## [Written instruction]
Would you quote the material below in full and unchanged?
§
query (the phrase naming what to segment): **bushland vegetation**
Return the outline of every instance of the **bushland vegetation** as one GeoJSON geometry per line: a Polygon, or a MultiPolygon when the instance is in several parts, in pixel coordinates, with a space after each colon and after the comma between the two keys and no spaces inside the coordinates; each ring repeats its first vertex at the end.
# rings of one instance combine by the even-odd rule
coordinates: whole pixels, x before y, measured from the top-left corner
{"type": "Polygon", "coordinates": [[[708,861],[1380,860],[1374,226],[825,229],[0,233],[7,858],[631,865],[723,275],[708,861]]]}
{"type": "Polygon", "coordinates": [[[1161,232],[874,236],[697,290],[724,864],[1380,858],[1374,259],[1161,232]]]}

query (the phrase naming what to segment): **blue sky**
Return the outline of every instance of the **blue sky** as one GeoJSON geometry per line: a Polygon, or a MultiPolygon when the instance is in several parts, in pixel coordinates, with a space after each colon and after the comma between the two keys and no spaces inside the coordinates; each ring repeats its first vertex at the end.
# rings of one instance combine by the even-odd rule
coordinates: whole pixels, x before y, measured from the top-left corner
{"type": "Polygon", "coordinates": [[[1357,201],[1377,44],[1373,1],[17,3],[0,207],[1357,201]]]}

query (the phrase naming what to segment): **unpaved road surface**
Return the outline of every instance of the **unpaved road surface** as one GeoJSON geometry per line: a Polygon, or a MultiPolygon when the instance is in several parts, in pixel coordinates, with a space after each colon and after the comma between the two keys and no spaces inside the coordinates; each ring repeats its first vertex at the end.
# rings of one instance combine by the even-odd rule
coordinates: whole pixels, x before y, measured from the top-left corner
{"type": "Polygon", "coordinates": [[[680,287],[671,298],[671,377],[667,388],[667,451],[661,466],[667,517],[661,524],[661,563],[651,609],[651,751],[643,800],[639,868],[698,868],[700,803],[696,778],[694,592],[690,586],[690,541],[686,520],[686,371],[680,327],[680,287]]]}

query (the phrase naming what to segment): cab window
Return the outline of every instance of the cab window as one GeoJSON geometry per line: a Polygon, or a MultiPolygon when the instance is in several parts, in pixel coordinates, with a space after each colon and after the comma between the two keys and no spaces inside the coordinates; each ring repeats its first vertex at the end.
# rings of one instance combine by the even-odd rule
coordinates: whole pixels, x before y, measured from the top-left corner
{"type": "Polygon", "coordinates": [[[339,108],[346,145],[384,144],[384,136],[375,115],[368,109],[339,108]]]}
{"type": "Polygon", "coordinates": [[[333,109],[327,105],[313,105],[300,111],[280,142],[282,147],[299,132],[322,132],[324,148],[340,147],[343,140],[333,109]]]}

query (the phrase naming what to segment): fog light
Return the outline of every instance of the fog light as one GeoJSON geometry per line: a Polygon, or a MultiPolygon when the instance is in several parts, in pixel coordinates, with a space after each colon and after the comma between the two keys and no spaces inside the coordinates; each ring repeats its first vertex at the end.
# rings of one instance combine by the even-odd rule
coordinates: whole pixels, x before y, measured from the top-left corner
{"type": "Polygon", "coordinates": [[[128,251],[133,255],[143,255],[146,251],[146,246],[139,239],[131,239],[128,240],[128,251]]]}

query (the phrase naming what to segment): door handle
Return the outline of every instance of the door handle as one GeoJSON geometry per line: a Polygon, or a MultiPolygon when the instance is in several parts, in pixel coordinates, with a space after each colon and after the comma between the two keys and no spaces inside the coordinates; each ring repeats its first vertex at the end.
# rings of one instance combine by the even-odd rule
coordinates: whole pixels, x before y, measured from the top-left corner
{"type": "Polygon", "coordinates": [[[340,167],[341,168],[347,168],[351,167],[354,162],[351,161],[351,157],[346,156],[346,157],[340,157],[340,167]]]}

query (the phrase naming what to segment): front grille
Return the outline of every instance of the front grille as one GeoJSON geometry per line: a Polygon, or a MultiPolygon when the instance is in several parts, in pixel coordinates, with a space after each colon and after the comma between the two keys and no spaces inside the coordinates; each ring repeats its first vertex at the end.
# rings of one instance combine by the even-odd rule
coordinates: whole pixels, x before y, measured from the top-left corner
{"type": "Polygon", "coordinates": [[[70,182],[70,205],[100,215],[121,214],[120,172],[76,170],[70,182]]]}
§
## [Written solution]
query (the phrase naming what to segment): **bushland vegetation**
Return the outline of every instance of the **bushland vegetation** as one GeoJSON geometry per line: a Polygon, or a MultiPolygon when the instance is in several parts, in pixel coordinates, with a space after each colon and after the comma between the two keys and no spaces inside the coordinates; each ring repeats its first vertex at the end.
# rings of one instance combine by the even-odd rule
coordinates: whole pixels, x before y, measured from the top-left corner
{"type": "Polygon", "coordinates": [[[708,861],[1380,860],[1374,226],[825,229],[0,233],[7,858],[631,865],[723,275],[708,861]]]}
{"type": "Polygon", "coordinates": [[[1161,232],[874,236],[697,290],[724,864],[1380,858],[1374,259],[1161,232]]]}

query (the phrase naming what to segment): **blue sky**
Return the outline of every instance of the **blue sky** as one GeoJSON geometry per line: a Polygon, or a MultiPolygon when the instance is in several parts, in pixel coordinates, with a space after each colon and after the comma between the two keys and no spaces inside the coordinates; each ring repeats its first vertex at the end.
# rings of one instance combine by the even-odd rule
coordinates: whole pixels, x before y, measured from the top-left corner
{"type": "Polygon", "coordinates": [[[1357,201],[1377,44],[1373,1],[17,3],[0,207],[1357,201]]]}

query (the phrase naming what to segment): **unpaved road surface**
Return the outline of every instance of the **unpaved road surface** as one GeoJSON geometry per line: a Polygon, or a MultiPolygon when the instance is in several parts, in pixel coordinates, with a space after each colon and after the comma between the two keys and no spaces inside the coordinates; each ring repeats its first vertex at the end.
# rings of one instance combine by the even-odd rule
coordinates: whole pixels, x before y, measured from the top-left corner
{"type": "Polygon", "coordinates": [[[680,287],[671,298],[671,377],[667,388],[667,451],[661,466],[667,517],[661,524],[661,563],[651,609],[651,751],[643,800],[639,868],[698,868],[700,803],[696,778],[694,592],[690,586],[690,541],[686,520],[686,371],[680,327],[680,287]]]}

query (the phrase naming what to segment): cab window
Return the outline of every instance of the cab window as one GeoJSON geometry per line: a Polygon, or a MultiPolygon when the instance is in several parts, in pixel coordinates, with a space after each colon and after the comma between the two keys and no spaces inside the coordinates; each ring repeats its first vertex at the end.
# rings of one instance combine by the even-odd rule
coordinates: whole pixels, x before y, measured from the top-left corner
{"type": "Polygon", "coordinates": [[[339,108],[346,145],[384,144],[384,136],[375,115],[368,109],[339,108]]]}
{"type": "Polygon", "coordinates": [[[333,109],[327,105],[313,105],[300,111],[280,142],[282,147],[299,132],[322,132],[324,148],[340,147],[343,140],[333,109]]]}

query (the phrase naming what to segment): fog light
Return the outline of every instance of the fog light as one GeoJSON geometry per line: a Polygon, or a MultiPolygon when the instance is in several parts, in pixel coordinates, with a space after each colon and after the comma between the two keys and no spaces inside the coordinates; each ring repeats its first vertex at the end.
# rings of one instance combine by the even-odd rule
coordinates: whole pixels, x before y, measured from the top-left corner
{"type": "Polygon", "coordinates": [[[128,251],[133,255],[143,255],[146,251],[146,246],[139,239],[131,239],[128,240],[128,251]]]}

query (the phrase naming what to segment): door handle
Return the outline of every instance of the door handle as one GeoJSON geometry per line: a Polygon, or a MultiPolygon when the instance is in several parts, in pixel coordinates, with a space after each colon and after the comma between the two keys and no spaces inside the coordinates; each ring repeats its first vertex at the end.
# rings of one instance combine by the even-odd rule
coordinates: whole pixels, x before y, measured from the top-left corner
{"type": "Polygon", "coordinates": [[[340,167],[341,168],[347,168],[351,167],[354,162],[351,161],[351,157],[346,156],[346,157],[340,157],[340,167]]]}

query (the phrase naming what to segment): front grille
Return the outline of every instance of the front grille as one GeoJSON geometry per line: a Polygon, or a MultiPolygon when the instance is in several parts, in pixel coordinates, with a space after each colon and after the comma between the two keys and no spaces inside the coordinates; each ring repeats its first vertex at the end.
# rings of one instance combine by the even-odd rule
coordinates: whole pixels, x before y, measured from the top-left corner
{"type": "Polygon", "coordinates": [[[70,182],[70,205],[100,215],[121,214],[120,172],[76,170],[70,182]]]}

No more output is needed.